Extrait choisi:
----
Surtout, Donald Trump a toujours refusé de s’excuser. Pire, il a même répété à plusieurs reprises ces dernières années qu’ils étaient coupables. Selon des journalistes qui le connaissent bien, c’est pour lui le moyen de continuer à semer la confusion dans l’esprit des Américains et d’éviter d’avouer qu’il avait menti ou qu’il s'était trompé à l’époque.
L’opportunité d’un nouveau public, le risque de déranger
Selon Yusef Salaam, l’un des cinq accusés, Donald Trump a été le déclencheur de tout dans cette histoire : de l’hystérie collective, de l’emballement médiatique, de l’enquête bâclée. Après la publication de la tribune, la famille de Salaam a été harcelée et menacée de mort.

L’opéra s’est toujours nourri de faits divers, d’histoires dramatiques issues du réel, à la fois banales et extraordinaires : Tosca de Puccini sur un chef de police qui convoite une chanteuse et fait torturer son amant ou encore Lucia di Lammermoor de Donizetti sur un mariage forcé. Adapter une telle histoire à Détroit, c’est aussi raconter des histoires modernes, plus diverses et espérer faire venir un public plus jeune, différent dans ces grandes salles lyriques, vues encore par beaucoup, aux États-Unis comme en France, comme des temples de la culture impressionnants et inaccessibles.
Mais pour Nataki Garrett, metteuse en scène du spectacle, c’est aussi un risque. Selon elle, toutes les productions qui évoquent « des vérités qui dérangent et notamment les questions de pouvoir et de couleur de peau », sont de plus en plus difficiles à monter. Et cette femme noire sait de quoi elle parle, elle qui fut victime de menaces de mort quand elle dirigeait la compagnie théâtrale OSF (Oregon Shakespeare Festival), à Portland :
« Les histoires que nous racontons en tant qu’artistes ne sont pas les nôtres. Elles appartiennent à l’humanité. Nous sommes des passeurs, c’est tout. Et comment connaissons-nous les horreurs qui ont pu se produire dans le passé ? Parce que certains les ont transmises. C’est notre boulot. »
----
Données fournies:
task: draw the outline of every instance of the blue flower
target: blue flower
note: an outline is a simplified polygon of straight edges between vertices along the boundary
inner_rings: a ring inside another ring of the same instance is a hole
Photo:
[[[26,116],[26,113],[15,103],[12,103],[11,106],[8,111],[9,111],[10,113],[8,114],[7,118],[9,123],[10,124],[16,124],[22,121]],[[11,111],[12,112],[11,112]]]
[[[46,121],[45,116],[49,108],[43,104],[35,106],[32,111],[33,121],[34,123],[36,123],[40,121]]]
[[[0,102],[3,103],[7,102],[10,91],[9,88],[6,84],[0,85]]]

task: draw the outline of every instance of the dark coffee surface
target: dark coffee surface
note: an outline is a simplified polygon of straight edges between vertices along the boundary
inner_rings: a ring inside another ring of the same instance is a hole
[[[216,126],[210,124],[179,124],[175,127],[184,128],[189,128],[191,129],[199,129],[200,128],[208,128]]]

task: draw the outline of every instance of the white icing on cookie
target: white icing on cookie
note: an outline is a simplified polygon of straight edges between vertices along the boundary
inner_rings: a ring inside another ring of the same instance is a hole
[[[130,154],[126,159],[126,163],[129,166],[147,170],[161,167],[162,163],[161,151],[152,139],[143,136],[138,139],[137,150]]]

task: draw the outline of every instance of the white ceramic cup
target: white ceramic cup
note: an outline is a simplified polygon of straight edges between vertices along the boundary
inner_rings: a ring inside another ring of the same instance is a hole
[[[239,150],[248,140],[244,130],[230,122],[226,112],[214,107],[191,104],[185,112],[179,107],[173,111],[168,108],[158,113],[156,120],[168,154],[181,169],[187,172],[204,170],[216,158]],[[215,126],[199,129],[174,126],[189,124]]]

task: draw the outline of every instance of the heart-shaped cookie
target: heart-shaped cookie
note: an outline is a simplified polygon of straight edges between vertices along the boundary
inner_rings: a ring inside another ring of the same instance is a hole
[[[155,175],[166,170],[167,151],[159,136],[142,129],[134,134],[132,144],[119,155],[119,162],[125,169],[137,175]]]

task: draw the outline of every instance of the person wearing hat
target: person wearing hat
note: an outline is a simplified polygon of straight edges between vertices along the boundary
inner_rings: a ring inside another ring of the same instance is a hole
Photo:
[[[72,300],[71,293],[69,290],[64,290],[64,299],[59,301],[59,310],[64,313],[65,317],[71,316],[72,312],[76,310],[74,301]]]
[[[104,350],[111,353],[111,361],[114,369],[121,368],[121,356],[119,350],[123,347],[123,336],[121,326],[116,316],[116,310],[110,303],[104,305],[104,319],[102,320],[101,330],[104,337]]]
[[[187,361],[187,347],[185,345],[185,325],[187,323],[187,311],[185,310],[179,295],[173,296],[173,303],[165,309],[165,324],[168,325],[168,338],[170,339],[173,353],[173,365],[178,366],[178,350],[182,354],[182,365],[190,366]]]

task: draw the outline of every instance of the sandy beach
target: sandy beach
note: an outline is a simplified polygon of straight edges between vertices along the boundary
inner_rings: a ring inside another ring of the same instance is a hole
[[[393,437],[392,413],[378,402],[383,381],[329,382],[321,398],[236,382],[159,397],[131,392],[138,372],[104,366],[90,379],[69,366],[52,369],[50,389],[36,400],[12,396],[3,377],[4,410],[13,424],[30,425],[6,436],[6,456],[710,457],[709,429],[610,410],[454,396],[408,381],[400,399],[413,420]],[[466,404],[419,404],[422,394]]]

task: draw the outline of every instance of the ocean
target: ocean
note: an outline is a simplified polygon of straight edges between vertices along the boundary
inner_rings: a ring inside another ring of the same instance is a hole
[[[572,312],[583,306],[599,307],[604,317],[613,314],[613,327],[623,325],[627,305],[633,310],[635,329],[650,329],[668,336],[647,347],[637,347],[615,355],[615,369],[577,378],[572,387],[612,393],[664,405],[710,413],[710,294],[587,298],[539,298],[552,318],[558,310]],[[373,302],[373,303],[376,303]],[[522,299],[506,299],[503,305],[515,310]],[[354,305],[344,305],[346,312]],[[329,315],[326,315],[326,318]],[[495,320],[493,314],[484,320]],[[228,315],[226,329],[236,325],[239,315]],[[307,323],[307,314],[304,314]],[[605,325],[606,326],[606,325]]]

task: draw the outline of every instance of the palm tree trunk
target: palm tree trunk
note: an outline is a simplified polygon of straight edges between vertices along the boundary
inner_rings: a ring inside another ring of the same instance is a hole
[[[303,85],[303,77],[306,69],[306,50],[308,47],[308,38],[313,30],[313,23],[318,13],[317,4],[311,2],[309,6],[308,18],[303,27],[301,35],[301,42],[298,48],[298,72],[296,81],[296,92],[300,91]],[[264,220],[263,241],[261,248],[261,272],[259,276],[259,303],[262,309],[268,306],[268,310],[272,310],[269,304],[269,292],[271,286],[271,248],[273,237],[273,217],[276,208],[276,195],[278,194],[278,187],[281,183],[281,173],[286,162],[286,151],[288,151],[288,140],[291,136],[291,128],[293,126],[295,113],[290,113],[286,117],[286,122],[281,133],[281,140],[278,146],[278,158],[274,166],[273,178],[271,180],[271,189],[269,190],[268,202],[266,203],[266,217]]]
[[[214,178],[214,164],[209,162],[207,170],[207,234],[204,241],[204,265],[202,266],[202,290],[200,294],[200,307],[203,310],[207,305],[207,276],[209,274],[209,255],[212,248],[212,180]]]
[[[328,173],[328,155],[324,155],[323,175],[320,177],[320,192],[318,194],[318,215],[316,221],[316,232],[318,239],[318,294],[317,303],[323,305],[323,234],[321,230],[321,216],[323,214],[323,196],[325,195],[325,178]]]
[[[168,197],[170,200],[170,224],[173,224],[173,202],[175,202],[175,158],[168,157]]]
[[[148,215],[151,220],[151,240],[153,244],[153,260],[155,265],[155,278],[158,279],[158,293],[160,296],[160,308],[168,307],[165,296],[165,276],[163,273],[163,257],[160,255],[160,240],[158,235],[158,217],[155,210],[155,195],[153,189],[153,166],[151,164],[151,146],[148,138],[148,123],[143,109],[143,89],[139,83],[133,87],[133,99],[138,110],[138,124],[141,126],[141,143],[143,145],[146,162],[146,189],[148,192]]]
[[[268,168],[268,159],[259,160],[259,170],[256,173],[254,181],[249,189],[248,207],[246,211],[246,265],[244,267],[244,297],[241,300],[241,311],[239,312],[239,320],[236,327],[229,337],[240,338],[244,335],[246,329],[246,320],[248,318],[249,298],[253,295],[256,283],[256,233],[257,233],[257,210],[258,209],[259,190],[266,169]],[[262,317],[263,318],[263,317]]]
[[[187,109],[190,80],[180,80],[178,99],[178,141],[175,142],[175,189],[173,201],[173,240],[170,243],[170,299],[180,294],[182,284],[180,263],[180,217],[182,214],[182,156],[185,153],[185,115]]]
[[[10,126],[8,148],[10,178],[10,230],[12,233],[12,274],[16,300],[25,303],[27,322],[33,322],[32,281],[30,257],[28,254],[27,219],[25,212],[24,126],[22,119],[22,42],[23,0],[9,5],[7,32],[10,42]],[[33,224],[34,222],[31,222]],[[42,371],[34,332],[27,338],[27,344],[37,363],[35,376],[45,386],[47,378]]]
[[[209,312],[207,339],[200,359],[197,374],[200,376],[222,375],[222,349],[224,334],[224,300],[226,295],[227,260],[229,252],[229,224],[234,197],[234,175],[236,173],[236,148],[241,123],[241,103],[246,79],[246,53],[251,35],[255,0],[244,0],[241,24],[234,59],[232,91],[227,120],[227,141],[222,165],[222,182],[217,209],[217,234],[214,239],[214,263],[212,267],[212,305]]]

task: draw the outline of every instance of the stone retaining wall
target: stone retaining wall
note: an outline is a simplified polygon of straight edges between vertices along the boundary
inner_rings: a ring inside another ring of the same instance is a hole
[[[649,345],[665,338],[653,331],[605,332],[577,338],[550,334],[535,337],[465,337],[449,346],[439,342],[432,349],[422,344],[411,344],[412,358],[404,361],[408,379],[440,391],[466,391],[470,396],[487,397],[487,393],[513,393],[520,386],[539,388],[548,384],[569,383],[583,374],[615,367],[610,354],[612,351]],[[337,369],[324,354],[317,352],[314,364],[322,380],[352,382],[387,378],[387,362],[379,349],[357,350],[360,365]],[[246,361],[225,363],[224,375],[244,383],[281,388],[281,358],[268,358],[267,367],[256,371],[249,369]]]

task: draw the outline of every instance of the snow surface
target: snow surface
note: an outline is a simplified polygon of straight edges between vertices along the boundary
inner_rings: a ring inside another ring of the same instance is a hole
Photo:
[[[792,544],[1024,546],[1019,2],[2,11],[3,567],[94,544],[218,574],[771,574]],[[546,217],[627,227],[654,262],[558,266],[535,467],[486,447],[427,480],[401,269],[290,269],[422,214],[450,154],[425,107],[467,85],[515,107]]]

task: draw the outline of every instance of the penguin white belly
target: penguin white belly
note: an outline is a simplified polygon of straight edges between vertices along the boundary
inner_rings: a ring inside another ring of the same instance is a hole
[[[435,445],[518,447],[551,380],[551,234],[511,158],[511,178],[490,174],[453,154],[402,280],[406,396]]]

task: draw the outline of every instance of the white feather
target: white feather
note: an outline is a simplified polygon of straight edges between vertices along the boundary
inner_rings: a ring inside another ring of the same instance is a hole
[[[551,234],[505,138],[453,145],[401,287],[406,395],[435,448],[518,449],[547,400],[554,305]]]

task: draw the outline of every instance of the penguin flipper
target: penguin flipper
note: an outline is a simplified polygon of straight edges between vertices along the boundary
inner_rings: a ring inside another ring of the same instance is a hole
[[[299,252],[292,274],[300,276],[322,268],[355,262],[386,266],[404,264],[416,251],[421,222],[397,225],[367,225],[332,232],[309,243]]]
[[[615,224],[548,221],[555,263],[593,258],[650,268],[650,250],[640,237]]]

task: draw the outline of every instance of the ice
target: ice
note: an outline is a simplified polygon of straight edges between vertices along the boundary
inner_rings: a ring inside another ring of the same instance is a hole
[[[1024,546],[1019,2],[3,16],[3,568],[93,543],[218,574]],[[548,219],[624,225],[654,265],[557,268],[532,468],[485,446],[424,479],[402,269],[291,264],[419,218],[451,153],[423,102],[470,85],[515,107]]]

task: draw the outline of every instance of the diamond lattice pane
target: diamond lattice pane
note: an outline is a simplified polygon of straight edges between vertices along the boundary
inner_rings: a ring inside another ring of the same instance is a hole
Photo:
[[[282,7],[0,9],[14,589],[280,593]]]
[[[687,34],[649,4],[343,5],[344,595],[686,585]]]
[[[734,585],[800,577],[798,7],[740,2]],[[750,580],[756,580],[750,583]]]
----
Travail demandé:
Pouvez-vous recopier fidèlement le passage de l'extrait sur l'opéra qui va de "Surtout, Donald Trump" à "menacée de mort." ? Ces items proviennent d'une autre source.

Réponse attendue:
Surtout, Donald Trump a toujours refusé de s’excuser. Pire, il a même répété à plusieurs reprises ces dernières années qu’ils étaient coupables. Selon des journalistes qui le connaissent bien, c’est pour lui le moyen de continuer à semer la confusion dans l’esprit des Américains et d’éviter d’avouer qu’il avait menti ou qu’il s'était trompé à l’époque.
L’opportunité d’un nouveau public, le risque de déranger
Selon Yusef Salaam, l’un des cinq accusés, Donald Trump a été le déclencheur de tout dans cette histoire : de l’hystérie collective, de l’emballement médiatique, de l’enquête bâclée. Après la publication de la tribune, la famille de Salaam a été harcelée et menacée de mort.